Opdrachten:
a) Beantwoord deze vragen over de tekst over private equity:
(i) Wat is volgens de tekst het duidelijke voordeel van PE-financiering?
(ii) Wat wordt er volgens Peter Kloeck van een beursgenoteerde onderneming meer verwacht naar de markt toe?
(iii) Hoeveel publieke en private risicokapitaalverschaffers zijn er volgens de Vlaio-gids alleen al in Vlaanderen?
b) Schrijf uit de tekst over private equity woord voor woord het stuk over van "Private risicokapitaalverschaffers zijn" tot en met "buikgevoel en emoties.".

Tekstfragment:
━━━━━━
Private risicokapitaalverschaffers zijn veel ‘ondernemender’ dan je op het eerste gezicht zou vermoeden. Ze staan dicht bij de ondernemers en de business en ze zijn er vooral op gericht om de onderneming vooruit te helpen. Vanzelfsprekend wordt er bij aanvang hard onderhandeld om een duidelijk plan met heldere doelen af te spreken. Uiteraard hebben zij interesse voor de financiële resultaten en de KPI’s. Maar dat zijn de gevolgen van goed ondernemen. Vandaag moet je vooral besturen op basis van cijfers en feiten en slechts ter aanvulling op je buikgevoel en emoties.
Wanneer kiezen voor private equity?
Als we polsen naar de grootste voordelen en aandachtspunten van PE-financiering komt er snel een consensus tot stand. De pro is duidelijk: groeikansen en meer toegevoegde waarde. Je krijgt toegang tot vers kapitaal en tot een inhoudelijk klankbord en tot gespecialiseerde expertise via het netwerk van de kapitaalverschaffer. Meer nog, je krijgt toegang tot heel zijn ecosysteem waar je veel van kan leren. Bij de ‘minder aangename’ gevolgen borrelen vooral deze zaken op: Je beslist niet meer alleen, de beslissingskracht wordt nu gedeeld. Door het binnenbrengen van een nieuwe partij zal de interne dynamiek van de bestaande aandeelhouder(s) sowieso veranderen.
Alain Biebuyck: “Wij investeren het liefst in speciale bedrijven waar we een stevige kluif aan hebben.”
Of wil er iemand een IPO?
Uiteraard belanden we terloops ook bij de keuze tussen privékapitaal of beurskapitaal. Onze gemeenschappelijke stelling is dat private equity een lacune opvult die een beursintroductie niet kon oplossen. Er zijn nu weliswaar veel meer PE-transacties en veel minder IPO’s dan vroeger. Maar beide financieringsvormen blijven nodig. Peter Kloeck geeft aan dat beiden zullen blijven bestaan. Want ze bieden gewoon een andere oplossing: “Een beursnotering biedt veel meer visibiliteit, meer publieke belangstelling en marketingopportuniteiten, meer liquiditeit aan de aandeelhouders en meer groeikansen. Maar van de onderneming wordt meer transparantie naar de markt verwacht (de concurrentie luistert mee) en vaak primeren de kortetermijnresultaten op de lange termijn. Daarbovenop komen nog veel administratieve en rapporteringsverplichtingen.”
Ruim aanbod
Er bestaat een breed universum aan PE-fondsen, elk met eigen specificaties. Dit gaat van het verschaffen van opstartkapitaal (seed), durfkapitaal voor start-ups en scale-ups (venture), tot kapitaal voor groei (growth), herstructurering (turnaround) en overname (acquisition) met een groot aandeel aan specifiek buy-out kapitaal. Verder kan de focus liggen op een bepaalde regio, een bepaalde bedrijfsomvang of op een bepaalde sector. Je vindt zelfs nichefondsen rond duurzaamheid en maatschappelijke impact. Als we de Vlaio-gids mogen geloven bestaan er in Vlaanderen alleen al ruim 100 publieke en private risicokapitaalverschaffers.
━━━━━━
Fragment gegevens:
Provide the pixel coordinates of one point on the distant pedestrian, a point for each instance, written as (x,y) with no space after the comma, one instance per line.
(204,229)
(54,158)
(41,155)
━━━━━━
De antwoorden:
a)
(i) Groeikansen en meer toegevoegde waarde.
(ii) Meer transparantie.
(iii) Ruim 100.

b)
Private risicokapitaalverschaffers zijn veel ‘ondernemender’ dan je op het eerste gezicht zou vermoeden. Ze staan dicht bij de ondernemers en de business en ze zijn er vooral op gericht om de onderneming vooruit te helpen. Vanzelfsprekend wordt er bij aanvang hard onderhandeld om een duidelijk plan met heldere doelen af te spreken. Uiteraard hebben zij interesse voor de financiële resultaten en de KPI’s. Maar dat zijn de gevolgen van goed ondernemen. Vandaag moet je vooral besturen op basis van cijfers en feiten en slechts ter aanvulling op je buikgevoel en emoties.